**Les consignes**
#1 Mettez à jour les lignes de données, de celle qui contient « For this drill the class indicates the red flower » jusqu'à la dernière incluse, en y remplaçant « drill » par « exercise » sans rien modifier d'autre, puis recopiez uniquement ces lignes.
#2 Rédigez la suite de l'extrait sur l'arrêt de la Cour d'appel de Lyon concernant le site de rencontre défectueux.

**Extrait retenu**
====
04 avril 2024 | Derriennic Associés|

Dans une affaire opposant un client à un prestataire, le client avait confié au prestataire la réalisation d’un site de rencontre. En l’espèce, les parties s’étaient accordées, par contrat, sur un prix global de 31.500€.

Au moment de la livraison, le client avait fait le constat que le site comportait de nombreux bugs et qu’un module (le tchat) était manquant.

Une expertise judiciaire est ordonnée à la demande du client qui, sur la base d’un rapport d’expert chiffrant le reste à faire à environ 28 heures de travail (outre la réalisation du module tchat pour 2000€), puis, le client, assigne son prestataire au fond.

Le Client obtient un jugement globalement favorable (condamnant le prestataire à environ 30.000€ de réparations diverses (préjudice matériel et perte d’exploitation notamment) mais estime que le montant alloué ne répare pas correctement son préjudice et interjette appel.

La Cour d’appel de Lyon rappelle, à titre introductif, que l’engagement par le prestataire de sa responsabilité contractuelle ne fait pas débat (ni lui ni son assureur ne la contestant) et que seul le chiffrage du préjudice est ici en cause.

Une analyse poste par poste est donc opérée.

S’agissant tout d’abord du préjudice relatif aux désordres affectant le site livré, deux thèses s’opposent :

  • Celle du client consiste à dire que son préjudice est égal aux sommes réglées au prestataire en pure perte, le projet étant définitivement abandonné, sans possibilité de reprise en interne (faute de compétences) ou par un tiers (aucun prestataire ne souhaitant, selon lui, prendre le risque d’un projet ayant si mal démarré…) ;
  • Celle du prestataire consiste à dire que le préjudice est égal aux sommes qu’il convient de mobiliser pour finaliser le projet et faire corriger les quelques bugs, en se fondant sur le rapport d’expert, soit, un montant qui ne saurait excéder 7.900€. Celui-ci soulignait qu’une indemnité égale aux sommes réglées n’aurait été possible que si la résolution du contrat avait été prononcée à ses torts, ce qui, au regard du caractère mineur des bugs, n’était pas possible.

La Cour d’appel se rallie à la position du prestataire et considère que le préjudice lié aux bugs doit se réparer en considération du coût de correction, qu’elle chiffre à 7.900€.

Sur le préjudice d’exploitation, la Cour commence par préciser que, contrairement à ce que prétendait le client, il ne saurait (du moins dans ce contexte) exister un préjudice de perte de jouissance, distinct du préjudice d’exploitation.

Le raisonnement opéré est en effet implacable : la jouissance du site consiste à l’exploiter, et l’exploitation a pour but d’en tirer profit. Les notions de jouissance et d’exploitation concourent donc au même résultat et ne sauraient faire l’objet de deux indemnisations distinctes.
====
**Données de l'exercice**
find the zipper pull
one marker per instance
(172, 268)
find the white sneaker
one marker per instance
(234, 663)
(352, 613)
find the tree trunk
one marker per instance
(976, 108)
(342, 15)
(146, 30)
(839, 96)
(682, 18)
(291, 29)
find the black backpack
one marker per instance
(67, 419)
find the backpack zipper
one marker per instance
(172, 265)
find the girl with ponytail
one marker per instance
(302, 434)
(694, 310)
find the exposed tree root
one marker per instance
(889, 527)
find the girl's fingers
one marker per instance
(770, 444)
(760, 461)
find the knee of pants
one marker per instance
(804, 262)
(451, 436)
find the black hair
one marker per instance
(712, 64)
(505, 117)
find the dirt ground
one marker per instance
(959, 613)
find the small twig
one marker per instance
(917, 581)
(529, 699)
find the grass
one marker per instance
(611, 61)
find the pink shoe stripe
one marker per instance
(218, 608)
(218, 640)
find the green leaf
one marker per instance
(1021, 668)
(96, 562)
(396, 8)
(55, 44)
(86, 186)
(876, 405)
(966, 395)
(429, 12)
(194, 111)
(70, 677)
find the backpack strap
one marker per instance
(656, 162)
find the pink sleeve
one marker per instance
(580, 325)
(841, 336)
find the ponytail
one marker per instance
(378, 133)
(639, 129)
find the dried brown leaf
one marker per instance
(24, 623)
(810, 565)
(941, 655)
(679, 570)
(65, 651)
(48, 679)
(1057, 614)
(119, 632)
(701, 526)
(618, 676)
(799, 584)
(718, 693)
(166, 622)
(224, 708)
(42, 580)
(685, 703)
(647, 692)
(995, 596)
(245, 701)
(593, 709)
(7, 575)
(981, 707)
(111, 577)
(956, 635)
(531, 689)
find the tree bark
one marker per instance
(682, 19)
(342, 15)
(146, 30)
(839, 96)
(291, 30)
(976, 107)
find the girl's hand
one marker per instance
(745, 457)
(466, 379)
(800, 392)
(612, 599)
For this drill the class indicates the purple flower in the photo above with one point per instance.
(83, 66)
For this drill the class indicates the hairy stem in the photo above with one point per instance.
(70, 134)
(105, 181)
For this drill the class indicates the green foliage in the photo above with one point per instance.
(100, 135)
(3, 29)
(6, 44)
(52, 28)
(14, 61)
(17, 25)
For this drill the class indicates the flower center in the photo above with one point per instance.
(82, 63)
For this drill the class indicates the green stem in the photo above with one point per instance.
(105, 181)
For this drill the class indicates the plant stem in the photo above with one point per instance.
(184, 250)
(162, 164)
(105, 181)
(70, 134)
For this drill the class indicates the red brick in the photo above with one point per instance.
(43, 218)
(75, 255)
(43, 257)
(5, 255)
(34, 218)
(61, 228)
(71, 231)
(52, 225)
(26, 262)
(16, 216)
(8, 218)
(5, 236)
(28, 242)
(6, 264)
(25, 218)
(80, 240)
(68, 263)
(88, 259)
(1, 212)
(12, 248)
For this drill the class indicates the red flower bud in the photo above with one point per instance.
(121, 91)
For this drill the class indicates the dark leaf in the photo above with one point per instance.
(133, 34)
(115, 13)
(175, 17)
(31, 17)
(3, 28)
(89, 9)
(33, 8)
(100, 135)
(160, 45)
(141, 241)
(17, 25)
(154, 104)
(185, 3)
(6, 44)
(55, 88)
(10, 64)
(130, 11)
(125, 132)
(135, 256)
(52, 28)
====
**Réponses ci-dessous**
#1
For this exercise the class indicates the red flower bud in the photo above with one point per instance.
(121, 91)
For this exercise the class indicates the dark leaf in the photo above with one point per instance.
(133, 34)
(115, 13)
(175, 17)
(31, 17)
(3, 28)
(89, 9)
(33, 8)
(100, 135)
(160, 45)
(141, 241)
(17, 25)
(154, 104)
(185, 3)
(6, 44)
(55, 88)
(10, 64)
(130, 11)
(125, 132)
(135, 256)
(52, 28)

#2
S’agissant du chiffrage du préjudice d’exploitation, le client sollicitait 250.000€ de préjudice au titre d’un raisonnement consistant à :

  • Chiffrer le nombre de recherches Google impliquant des mots clés liés à son activité ;
  • Supposer qu’il aurait pu capter 2% de ces recherches ;
  • Supposer qu’il aurait pu convertir en ventes 3% des recherches ainsi captées ;
  • Supposer que ces 3% de ventes l’auraient été sur la base d’un panier moyen
  • Dire que sur les 1M de recherches google mensuelles relatifs aux mots clés « tchat vision », il aurait capté 2% des recherches (donc environ 22K) et que sur ces 22K visite il en aurait converti 3% en vente avec un panier moyen de 25€.

Sans surprise, le prestataire lui opposait le caractère largement théorique de ce raisonnement et relevait surtout que ce chiffrage contredisait les estimations financières du client lui-même, réalisées par un expert-comptable en phase d’avant-vente, et qui démontrait que le retour sur investissement attendu pour l’année 1 était de 13.000€ (et sensiblement plus pour l’année 2).

La Cour rappelle d’abord qu’il n’est pas contestable que les désordres affectant le site internet ont bel et bien empêché le client d’utiliser le site et d’en tirer des revenus, de sorte qu’il en résulte une perte de chance de réaliser des gains, sur une période qu’il fixe à quatre années.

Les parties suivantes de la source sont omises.